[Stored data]

# # # # #

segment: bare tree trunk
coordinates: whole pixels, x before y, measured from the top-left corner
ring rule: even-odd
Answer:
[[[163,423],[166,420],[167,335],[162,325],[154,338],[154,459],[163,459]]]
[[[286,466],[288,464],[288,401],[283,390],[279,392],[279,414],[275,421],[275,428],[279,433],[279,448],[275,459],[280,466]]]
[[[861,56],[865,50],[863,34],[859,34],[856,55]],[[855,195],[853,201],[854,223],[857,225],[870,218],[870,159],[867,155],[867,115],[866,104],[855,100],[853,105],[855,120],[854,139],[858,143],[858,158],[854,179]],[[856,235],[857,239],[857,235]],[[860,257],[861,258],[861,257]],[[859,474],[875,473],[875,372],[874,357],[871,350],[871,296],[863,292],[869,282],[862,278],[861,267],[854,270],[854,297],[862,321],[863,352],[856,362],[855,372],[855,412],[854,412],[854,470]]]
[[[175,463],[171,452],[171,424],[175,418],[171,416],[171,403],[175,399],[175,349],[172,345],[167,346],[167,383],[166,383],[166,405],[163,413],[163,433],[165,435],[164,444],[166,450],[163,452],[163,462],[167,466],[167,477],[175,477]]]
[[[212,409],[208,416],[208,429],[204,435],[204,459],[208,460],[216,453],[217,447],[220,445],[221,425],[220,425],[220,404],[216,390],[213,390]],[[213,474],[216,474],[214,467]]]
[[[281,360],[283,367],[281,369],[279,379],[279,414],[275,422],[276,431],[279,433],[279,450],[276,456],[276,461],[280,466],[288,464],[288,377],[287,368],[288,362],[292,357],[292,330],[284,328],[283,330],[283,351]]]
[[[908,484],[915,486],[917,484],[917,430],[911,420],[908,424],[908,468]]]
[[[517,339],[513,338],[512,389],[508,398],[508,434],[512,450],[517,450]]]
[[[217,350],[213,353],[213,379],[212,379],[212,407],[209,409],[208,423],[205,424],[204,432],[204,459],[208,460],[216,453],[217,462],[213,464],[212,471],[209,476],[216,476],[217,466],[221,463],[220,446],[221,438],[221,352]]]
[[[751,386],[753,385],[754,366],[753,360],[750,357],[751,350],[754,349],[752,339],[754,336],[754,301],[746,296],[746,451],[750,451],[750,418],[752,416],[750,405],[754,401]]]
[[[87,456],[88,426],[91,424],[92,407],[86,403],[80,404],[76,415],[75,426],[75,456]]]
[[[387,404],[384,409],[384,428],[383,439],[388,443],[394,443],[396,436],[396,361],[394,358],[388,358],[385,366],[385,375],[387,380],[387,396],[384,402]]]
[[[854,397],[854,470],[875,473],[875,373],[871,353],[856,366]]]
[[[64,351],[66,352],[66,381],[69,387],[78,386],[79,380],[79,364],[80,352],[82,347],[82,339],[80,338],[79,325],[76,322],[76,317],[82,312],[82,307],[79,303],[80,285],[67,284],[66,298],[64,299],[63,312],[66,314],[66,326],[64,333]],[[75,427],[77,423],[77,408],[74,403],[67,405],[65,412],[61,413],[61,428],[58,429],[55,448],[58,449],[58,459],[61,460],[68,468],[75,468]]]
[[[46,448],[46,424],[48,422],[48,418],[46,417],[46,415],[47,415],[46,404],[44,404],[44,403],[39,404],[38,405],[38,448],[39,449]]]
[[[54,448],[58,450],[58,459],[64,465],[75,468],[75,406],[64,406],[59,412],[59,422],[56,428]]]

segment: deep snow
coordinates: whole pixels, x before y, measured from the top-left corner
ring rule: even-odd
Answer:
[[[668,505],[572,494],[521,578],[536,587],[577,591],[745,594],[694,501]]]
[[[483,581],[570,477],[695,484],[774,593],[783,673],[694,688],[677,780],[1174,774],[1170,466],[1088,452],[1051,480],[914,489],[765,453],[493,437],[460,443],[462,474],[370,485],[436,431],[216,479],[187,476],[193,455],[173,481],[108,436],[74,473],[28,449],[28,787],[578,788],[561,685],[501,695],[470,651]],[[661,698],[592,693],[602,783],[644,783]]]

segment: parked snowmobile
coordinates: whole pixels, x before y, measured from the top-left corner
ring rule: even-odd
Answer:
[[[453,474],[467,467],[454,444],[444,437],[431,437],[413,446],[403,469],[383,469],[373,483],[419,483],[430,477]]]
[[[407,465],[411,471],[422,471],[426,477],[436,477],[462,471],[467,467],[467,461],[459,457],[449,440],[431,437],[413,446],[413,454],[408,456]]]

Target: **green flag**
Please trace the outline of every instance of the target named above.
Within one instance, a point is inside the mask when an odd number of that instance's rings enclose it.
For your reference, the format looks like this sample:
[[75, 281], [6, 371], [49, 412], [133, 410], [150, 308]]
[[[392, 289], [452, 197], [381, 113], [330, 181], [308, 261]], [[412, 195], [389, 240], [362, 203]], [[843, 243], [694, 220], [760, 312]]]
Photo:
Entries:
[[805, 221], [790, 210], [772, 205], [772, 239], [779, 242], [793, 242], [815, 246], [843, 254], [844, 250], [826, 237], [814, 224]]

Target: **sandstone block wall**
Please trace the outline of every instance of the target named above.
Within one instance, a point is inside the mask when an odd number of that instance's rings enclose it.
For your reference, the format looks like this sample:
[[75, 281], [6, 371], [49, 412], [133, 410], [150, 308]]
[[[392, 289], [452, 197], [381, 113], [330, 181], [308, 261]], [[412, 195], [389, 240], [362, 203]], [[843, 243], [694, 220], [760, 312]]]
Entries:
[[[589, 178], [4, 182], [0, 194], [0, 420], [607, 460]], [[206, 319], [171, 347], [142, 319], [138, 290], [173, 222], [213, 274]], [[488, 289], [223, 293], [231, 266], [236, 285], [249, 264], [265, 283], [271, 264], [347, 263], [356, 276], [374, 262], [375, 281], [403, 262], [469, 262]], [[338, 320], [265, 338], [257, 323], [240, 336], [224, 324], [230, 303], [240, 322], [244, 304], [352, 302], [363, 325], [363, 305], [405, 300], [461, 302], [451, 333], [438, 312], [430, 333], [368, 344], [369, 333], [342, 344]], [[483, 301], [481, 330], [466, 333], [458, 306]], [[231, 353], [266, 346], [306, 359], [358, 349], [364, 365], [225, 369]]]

# # # # #

◆ What you have to do
From the line containing "Target: **sandstone block wall**" down to the last line, reproduce the records exactly. Include both ends.

◆ Task result
Target: **sandstone block wall**
Please trace the outline of every instance of the target named above.
Within one instance, a point is inside the mask when an odd number of that instance's rings enclose it.
For your reference, the format looks like this sample:
[[75, 281], [6, 371], [49, 412], [133, 410], [150, 308]]
[[[392, 289], [452, 197], [381, 113], [330, 181], [308, 261]], [[412, 195], [389, 240], [362, 203]], [[843, 243], [694, 220], [760, 312]]]
Entries:
[[[589, 178], [4, 182], [0, 194], [0, 420], [607, 460]], [[206, 319], [171, 347], [142, 319], [138, 290], [173, 222], [213, 274]], [[488, 289], [223, 293], [231, 266], [236, 285], [249, 264], [265, 283], [271, 264], [347, 263], [356, 276], [374, 262], [375, 281], [403, 262], [469, 262]], [[338, 320], [265, 338], [257, 323], [240, 336], [224, 324], [230, 303], [240, 322], [244, 304], [352, 302], [363, 325], [363, 305], [405, 300], [461, 302], [451, 333], [438, 312], [430, 333], [368, 344], [369, 333], [342, 344]], [[483, 301], [481, 330], [466, 333], [458, 306]], [[231, 353], [266, 346], [306, 359], [358, 349], [364, 365], [225, 369]]]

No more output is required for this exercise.